(Point labeling examples)
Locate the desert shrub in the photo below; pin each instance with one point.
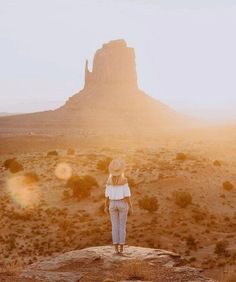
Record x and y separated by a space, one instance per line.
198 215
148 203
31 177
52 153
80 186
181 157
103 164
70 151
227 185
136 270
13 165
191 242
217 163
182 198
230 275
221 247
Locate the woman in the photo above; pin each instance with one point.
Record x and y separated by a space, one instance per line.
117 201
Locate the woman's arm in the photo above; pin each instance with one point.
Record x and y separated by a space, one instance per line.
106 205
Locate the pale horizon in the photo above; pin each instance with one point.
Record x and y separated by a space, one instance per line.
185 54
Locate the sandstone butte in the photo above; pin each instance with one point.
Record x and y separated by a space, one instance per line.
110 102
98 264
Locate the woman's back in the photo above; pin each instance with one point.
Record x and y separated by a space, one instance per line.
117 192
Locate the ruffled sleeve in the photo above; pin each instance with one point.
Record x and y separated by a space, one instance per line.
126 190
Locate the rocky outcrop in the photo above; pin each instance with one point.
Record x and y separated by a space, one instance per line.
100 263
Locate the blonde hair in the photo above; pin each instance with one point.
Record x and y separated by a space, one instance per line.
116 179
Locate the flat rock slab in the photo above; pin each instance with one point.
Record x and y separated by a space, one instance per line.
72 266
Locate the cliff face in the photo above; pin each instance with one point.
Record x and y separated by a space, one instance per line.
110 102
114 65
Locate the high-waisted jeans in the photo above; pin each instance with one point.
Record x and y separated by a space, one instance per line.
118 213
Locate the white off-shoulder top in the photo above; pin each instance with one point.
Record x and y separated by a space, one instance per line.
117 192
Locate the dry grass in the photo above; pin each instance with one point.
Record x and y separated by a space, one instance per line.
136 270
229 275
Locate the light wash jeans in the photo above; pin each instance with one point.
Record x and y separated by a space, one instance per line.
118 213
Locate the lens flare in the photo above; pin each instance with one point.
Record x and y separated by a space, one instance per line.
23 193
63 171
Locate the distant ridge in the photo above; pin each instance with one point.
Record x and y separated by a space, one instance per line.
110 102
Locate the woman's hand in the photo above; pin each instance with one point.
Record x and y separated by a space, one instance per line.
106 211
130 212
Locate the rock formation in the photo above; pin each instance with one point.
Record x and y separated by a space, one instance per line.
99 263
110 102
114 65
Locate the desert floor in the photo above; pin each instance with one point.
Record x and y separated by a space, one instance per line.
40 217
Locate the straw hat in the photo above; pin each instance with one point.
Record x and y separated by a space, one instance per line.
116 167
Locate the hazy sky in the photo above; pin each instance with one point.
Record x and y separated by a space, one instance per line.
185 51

* * *

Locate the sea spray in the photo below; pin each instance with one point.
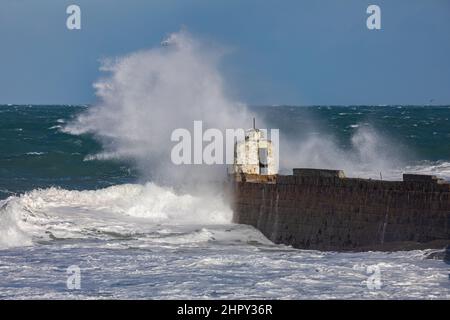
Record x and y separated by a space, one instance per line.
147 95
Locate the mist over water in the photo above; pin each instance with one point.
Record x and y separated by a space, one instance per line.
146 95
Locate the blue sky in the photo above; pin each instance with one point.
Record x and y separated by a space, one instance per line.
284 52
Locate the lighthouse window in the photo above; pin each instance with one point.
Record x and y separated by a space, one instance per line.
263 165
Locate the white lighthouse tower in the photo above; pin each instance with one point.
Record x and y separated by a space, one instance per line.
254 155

EXERCISE. How many lines in the records above contain the word "desert"? Give only the number.

RESULT OF THE EXERCISE. 2